### WORK TO BE COMPLETED
From the line containing "Example invocation — query: pitched roof" onward, every line of the entries is to be set down exactly, the last line included.

### Referring expression grounding data
== Segment start ==

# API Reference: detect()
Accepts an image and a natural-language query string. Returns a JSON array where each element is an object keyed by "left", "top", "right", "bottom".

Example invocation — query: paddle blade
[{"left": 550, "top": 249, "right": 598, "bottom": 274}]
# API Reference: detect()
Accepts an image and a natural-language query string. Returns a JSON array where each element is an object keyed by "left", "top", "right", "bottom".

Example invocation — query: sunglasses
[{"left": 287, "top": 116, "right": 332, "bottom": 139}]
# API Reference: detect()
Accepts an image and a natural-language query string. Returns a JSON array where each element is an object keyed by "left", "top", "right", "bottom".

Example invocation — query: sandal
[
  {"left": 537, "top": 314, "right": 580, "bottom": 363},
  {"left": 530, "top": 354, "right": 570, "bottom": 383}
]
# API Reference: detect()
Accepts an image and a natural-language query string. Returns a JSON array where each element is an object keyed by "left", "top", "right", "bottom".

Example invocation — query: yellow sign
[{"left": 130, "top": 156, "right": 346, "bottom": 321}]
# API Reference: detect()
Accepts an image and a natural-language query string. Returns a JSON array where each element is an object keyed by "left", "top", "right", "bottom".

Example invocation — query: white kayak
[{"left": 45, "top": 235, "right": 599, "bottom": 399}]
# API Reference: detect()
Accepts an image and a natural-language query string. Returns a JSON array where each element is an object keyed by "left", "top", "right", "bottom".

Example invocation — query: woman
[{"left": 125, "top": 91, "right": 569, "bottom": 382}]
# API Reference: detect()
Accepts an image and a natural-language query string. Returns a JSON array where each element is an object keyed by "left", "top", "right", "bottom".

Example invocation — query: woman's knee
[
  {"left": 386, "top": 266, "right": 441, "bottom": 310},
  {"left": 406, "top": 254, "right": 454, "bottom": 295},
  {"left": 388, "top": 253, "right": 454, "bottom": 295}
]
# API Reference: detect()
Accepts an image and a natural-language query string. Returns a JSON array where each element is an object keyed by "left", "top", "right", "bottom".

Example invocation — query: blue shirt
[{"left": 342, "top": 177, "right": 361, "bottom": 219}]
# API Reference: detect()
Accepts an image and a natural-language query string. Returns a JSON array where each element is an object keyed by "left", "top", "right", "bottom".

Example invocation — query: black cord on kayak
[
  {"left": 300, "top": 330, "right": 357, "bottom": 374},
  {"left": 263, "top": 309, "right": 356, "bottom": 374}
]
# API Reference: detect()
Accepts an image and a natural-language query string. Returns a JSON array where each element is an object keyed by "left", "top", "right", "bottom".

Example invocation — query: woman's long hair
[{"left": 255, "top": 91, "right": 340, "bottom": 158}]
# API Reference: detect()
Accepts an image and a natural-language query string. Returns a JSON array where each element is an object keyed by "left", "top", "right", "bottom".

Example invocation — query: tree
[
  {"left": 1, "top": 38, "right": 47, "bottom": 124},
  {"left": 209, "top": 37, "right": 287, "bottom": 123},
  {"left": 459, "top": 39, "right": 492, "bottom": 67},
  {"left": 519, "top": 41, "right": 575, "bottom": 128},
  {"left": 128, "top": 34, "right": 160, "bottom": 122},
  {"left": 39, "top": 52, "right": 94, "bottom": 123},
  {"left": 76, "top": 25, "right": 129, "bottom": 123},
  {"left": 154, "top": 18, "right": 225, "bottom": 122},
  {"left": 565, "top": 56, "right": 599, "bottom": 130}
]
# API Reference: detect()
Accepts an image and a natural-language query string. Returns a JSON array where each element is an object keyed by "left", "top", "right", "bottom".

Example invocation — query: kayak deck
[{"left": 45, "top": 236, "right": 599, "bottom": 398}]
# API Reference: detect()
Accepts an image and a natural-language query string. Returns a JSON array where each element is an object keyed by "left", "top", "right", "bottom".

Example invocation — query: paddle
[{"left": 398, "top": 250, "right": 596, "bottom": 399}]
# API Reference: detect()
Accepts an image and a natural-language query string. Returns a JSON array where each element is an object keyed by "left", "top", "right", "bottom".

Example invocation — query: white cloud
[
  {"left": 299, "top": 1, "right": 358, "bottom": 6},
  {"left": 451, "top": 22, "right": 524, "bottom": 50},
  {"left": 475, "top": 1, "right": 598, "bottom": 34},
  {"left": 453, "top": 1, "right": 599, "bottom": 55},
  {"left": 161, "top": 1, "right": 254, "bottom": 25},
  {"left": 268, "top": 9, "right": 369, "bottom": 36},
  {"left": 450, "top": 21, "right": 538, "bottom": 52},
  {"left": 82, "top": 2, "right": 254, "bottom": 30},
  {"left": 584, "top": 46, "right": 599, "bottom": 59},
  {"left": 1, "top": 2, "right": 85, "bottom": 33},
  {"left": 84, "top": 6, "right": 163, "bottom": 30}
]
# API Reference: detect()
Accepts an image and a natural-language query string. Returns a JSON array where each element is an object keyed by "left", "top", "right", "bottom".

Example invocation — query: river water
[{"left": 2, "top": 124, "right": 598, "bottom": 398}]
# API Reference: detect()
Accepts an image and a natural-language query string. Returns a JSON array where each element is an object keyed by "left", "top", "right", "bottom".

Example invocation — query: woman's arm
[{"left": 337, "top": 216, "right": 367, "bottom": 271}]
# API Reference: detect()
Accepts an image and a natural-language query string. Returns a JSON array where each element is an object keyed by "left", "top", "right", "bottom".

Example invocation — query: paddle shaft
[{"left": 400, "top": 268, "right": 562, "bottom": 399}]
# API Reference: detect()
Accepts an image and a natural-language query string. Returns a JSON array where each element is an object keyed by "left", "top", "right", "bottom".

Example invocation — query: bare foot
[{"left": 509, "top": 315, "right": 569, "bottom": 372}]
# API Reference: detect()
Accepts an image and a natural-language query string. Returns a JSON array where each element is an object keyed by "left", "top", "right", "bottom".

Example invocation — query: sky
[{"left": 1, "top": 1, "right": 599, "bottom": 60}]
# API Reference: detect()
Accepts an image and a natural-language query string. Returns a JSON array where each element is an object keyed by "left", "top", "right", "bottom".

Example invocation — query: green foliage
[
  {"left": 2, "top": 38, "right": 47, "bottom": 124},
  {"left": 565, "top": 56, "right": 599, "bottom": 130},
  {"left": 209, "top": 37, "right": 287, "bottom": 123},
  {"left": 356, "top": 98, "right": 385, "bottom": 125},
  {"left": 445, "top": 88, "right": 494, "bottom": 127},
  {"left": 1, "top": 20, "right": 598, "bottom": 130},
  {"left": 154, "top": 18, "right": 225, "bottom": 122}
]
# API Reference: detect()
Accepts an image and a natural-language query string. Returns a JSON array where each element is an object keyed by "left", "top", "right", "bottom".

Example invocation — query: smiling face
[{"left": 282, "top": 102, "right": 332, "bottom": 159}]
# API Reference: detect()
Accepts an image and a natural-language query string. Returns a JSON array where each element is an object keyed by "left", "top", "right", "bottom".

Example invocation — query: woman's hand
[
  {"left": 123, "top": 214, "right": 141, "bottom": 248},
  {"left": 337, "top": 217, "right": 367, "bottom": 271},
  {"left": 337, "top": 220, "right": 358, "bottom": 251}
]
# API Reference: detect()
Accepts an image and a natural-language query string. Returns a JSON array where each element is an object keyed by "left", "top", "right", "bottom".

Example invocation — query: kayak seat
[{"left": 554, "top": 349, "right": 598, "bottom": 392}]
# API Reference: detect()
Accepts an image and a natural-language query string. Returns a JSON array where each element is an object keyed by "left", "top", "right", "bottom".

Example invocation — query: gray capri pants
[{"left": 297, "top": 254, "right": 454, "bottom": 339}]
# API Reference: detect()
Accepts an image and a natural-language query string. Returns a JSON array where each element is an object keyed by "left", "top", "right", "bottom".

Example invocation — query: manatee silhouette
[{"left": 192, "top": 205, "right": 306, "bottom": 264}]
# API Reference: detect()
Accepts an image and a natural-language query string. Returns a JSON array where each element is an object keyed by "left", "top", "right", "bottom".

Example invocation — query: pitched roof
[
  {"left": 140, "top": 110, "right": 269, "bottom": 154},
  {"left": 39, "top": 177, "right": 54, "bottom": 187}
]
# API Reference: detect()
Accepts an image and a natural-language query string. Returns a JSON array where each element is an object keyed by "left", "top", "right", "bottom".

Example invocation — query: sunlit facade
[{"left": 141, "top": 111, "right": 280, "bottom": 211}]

== Segment end ==

### RESPONSE AREA
Example invocation — query: pitched roof
[
  {"left": 140, "top": 110, "right": 269, "bottom": 154},
  {"left": 39, "top": 177, "right": 54, "bottom": 187}
]
# API Reference: detect()
Accepts an image and a natural-language query string. Returns a JSON array where each element is an object keyed by "left", "top", "right", "bottom".

Example invocation — query: sunlit facade
[{"left": 141, "top": 111, "right": 280, "bottom": 211}]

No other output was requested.